» WORK TO BE COMPLETED: Return every line of the data below that includes the string "before".

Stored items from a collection
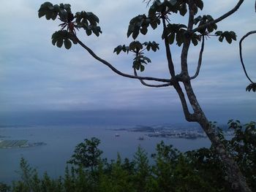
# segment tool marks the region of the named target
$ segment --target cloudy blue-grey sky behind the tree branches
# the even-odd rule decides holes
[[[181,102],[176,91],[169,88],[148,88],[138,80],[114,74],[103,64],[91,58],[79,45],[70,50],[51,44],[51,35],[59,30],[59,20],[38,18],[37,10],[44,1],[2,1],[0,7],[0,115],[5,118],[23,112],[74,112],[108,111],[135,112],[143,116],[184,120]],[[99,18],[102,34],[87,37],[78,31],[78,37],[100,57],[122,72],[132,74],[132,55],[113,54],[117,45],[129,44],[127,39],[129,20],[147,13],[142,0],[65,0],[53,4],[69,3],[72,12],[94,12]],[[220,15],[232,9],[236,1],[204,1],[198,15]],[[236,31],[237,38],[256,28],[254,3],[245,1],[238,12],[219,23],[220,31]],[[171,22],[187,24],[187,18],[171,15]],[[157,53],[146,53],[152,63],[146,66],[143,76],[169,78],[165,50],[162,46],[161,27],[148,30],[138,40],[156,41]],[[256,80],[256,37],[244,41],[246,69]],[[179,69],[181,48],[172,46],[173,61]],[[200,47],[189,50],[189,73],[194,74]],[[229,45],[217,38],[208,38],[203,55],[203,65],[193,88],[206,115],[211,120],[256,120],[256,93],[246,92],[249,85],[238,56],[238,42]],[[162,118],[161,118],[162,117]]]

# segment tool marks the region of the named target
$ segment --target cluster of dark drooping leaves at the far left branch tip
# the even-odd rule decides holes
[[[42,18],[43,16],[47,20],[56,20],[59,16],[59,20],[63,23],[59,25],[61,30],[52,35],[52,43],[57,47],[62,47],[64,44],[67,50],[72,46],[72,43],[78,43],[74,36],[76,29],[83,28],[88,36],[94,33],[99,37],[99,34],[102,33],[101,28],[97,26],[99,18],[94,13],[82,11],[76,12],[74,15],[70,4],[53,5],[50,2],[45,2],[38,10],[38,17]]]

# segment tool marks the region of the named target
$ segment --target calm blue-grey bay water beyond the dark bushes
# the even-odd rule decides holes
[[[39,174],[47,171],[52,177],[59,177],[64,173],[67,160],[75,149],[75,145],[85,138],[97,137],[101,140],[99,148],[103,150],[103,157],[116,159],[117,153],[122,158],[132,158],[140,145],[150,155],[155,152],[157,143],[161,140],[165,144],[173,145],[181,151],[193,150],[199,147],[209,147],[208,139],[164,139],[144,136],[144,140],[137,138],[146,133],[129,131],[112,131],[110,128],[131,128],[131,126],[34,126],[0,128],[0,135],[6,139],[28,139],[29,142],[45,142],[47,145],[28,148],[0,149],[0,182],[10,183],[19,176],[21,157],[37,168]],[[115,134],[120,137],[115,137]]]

---

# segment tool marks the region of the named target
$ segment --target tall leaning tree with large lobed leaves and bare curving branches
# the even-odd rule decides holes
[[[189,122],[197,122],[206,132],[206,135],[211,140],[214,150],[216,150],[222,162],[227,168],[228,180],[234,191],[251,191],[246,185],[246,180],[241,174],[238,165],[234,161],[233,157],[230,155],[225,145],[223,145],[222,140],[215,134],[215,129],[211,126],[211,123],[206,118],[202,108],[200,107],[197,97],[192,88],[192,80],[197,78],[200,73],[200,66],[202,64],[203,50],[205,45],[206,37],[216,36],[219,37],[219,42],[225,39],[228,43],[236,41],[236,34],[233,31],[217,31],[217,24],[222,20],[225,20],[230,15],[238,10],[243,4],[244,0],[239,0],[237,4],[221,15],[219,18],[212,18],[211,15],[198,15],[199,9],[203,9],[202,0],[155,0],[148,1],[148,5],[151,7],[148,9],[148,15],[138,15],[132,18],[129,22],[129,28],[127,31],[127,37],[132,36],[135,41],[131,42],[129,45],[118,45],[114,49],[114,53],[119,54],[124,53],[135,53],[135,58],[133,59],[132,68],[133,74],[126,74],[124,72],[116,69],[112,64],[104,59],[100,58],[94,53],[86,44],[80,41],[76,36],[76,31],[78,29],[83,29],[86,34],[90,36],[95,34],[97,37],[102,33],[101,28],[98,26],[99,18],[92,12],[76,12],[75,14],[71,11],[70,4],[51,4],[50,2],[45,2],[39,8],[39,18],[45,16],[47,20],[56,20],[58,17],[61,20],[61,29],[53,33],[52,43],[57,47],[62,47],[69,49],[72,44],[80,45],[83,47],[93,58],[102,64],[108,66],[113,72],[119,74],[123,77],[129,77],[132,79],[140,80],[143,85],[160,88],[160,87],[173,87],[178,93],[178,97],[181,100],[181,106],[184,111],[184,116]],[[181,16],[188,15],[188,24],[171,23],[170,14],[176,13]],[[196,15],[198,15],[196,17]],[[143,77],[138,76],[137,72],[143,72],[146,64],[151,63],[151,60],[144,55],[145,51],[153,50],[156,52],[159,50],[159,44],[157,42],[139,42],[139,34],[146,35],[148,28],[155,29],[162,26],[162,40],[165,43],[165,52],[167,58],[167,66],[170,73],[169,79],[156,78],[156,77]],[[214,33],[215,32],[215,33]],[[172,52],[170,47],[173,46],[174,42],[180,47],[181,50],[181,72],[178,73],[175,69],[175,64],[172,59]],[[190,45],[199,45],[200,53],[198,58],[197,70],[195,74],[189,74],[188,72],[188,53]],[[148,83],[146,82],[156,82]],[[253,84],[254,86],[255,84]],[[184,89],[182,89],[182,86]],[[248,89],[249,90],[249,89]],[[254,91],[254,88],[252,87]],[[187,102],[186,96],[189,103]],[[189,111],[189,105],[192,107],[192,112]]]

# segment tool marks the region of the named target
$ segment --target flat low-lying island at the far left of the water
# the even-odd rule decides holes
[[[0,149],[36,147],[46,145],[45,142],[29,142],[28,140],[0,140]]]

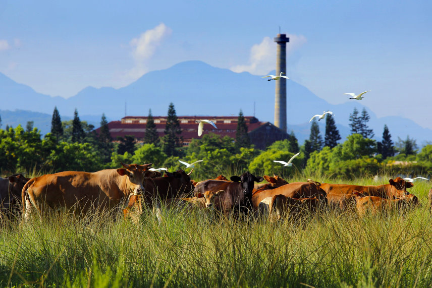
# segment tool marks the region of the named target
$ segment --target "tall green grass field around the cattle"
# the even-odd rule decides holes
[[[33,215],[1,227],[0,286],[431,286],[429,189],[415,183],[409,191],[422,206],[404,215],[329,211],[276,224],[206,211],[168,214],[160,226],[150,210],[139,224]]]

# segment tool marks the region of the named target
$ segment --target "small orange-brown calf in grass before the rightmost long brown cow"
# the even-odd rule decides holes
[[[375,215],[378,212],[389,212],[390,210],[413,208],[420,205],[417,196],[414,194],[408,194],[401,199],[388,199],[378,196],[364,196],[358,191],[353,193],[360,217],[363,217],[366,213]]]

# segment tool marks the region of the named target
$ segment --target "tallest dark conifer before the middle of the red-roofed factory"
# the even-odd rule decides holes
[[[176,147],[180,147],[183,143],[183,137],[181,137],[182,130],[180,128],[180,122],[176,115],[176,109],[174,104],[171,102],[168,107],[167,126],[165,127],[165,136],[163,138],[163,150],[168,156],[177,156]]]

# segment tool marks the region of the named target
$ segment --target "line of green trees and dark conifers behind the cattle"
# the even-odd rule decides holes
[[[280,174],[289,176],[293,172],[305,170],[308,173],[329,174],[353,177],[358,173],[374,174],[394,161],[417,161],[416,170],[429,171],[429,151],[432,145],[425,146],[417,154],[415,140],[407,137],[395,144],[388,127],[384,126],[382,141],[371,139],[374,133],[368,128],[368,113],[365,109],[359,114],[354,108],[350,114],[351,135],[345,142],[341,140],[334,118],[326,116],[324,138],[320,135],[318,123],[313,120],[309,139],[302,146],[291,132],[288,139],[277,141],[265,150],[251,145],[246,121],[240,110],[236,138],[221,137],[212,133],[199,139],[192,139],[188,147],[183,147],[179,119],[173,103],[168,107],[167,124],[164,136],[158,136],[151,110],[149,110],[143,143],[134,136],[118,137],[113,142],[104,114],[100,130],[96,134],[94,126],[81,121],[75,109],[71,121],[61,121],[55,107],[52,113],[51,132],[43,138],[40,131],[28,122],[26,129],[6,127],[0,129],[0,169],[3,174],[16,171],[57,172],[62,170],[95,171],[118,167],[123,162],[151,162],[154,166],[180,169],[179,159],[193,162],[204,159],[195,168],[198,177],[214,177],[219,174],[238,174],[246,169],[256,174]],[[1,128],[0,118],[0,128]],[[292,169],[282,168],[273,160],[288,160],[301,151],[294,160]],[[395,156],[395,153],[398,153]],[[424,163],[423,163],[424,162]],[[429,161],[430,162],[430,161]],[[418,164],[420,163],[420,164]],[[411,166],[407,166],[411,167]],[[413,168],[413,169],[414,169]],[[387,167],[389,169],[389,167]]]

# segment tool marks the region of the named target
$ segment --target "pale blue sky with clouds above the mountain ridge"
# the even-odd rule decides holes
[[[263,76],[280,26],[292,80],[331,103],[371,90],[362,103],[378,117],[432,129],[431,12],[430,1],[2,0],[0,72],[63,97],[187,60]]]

» RESPONSE TO THE TASK:
$ segment --target "small orange-brown calf in grass before the rightmost long brown cow"
$ segment --target "tallest dark conifer before the middle of the red-roofed factory"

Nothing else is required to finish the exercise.